» O PEDIDO: Quais linhas dos itens abaixo trazem a palavra "pole"? Reúna todas elas e copie cada uma na íntegra.

┌──

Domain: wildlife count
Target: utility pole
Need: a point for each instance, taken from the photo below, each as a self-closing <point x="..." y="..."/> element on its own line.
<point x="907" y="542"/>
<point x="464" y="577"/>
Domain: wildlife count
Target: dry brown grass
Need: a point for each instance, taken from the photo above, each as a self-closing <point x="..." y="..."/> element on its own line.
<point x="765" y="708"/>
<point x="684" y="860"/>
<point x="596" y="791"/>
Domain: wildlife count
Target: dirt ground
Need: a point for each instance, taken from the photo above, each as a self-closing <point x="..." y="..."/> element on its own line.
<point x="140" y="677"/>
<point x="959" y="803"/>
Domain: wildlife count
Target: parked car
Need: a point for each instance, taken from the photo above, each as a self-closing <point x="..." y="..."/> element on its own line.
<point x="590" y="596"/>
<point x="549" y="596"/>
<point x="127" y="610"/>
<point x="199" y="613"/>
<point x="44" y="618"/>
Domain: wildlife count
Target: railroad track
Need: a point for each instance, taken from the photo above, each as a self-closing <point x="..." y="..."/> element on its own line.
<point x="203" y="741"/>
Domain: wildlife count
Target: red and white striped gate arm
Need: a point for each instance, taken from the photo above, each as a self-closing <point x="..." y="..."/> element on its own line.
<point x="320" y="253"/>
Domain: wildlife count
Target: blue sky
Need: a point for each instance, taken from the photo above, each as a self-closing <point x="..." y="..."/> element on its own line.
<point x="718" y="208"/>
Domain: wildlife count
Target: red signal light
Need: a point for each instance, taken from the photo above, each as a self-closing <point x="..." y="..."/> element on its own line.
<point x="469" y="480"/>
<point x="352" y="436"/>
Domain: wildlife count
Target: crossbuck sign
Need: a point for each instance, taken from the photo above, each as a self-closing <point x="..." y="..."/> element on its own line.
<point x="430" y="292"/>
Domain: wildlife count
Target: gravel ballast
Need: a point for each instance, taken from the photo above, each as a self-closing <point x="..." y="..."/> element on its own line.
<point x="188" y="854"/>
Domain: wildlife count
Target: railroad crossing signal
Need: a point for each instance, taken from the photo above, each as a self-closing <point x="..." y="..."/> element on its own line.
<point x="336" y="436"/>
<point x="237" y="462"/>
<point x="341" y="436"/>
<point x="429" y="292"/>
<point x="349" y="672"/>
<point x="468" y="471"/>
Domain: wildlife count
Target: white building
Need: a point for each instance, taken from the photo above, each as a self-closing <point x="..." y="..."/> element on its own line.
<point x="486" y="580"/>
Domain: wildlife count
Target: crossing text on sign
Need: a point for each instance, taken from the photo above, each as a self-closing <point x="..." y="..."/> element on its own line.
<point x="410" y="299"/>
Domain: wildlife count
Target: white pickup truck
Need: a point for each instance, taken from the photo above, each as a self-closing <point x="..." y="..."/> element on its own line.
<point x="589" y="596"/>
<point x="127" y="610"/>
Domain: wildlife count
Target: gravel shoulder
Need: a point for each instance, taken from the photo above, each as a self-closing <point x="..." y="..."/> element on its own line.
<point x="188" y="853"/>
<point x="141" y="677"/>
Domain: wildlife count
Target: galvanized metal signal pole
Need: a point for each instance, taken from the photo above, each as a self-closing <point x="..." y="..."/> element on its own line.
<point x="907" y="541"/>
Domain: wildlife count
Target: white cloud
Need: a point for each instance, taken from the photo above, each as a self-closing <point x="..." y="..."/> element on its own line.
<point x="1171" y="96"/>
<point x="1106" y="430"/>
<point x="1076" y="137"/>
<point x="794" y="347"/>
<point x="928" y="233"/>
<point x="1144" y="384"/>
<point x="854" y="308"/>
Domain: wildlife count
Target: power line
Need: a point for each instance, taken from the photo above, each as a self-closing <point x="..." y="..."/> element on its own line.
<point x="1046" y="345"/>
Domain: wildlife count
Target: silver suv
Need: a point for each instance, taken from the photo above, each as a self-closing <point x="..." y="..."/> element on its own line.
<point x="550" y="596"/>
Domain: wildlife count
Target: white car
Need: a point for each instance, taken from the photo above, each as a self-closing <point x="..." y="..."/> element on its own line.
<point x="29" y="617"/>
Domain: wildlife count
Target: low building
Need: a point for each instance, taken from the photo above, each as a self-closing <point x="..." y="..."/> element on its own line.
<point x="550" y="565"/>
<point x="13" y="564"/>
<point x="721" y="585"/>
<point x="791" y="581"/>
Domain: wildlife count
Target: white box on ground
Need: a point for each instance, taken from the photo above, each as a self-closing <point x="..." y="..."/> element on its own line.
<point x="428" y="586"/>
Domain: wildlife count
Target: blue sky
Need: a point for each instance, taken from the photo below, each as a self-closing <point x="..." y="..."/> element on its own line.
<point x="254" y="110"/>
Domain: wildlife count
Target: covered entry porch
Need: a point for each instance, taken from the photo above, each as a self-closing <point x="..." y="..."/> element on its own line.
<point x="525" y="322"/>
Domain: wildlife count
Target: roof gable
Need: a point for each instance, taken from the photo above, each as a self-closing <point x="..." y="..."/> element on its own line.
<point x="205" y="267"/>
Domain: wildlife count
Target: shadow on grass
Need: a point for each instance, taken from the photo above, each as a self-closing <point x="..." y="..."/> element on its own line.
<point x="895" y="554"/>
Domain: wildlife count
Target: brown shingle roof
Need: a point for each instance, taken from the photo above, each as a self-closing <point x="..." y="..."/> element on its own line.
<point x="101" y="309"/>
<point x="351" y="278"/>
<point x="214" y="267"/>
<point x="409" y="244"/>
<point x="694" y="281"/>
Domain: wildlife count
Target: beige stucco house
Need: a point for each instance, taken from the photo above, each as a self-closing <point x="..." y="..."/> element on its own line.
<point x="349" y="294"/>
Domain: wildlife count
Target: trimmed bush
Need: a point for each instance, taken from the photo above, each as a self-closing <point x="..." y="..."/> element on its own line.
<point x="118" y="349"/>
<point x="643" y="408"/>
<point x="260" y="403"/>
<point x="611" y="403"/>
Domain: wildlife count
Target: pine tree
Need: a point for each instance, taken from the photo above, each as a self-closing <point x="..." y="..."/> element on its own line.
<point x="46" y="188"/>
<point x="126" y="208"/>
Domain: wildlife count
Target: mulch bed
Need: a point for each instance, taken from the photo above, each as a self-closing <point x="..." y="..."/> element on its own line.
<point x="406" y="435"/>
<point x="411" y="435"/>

└──

» RESPOSTA ESPERADA:
Target: utility pole
Target: galvanized metal signal pole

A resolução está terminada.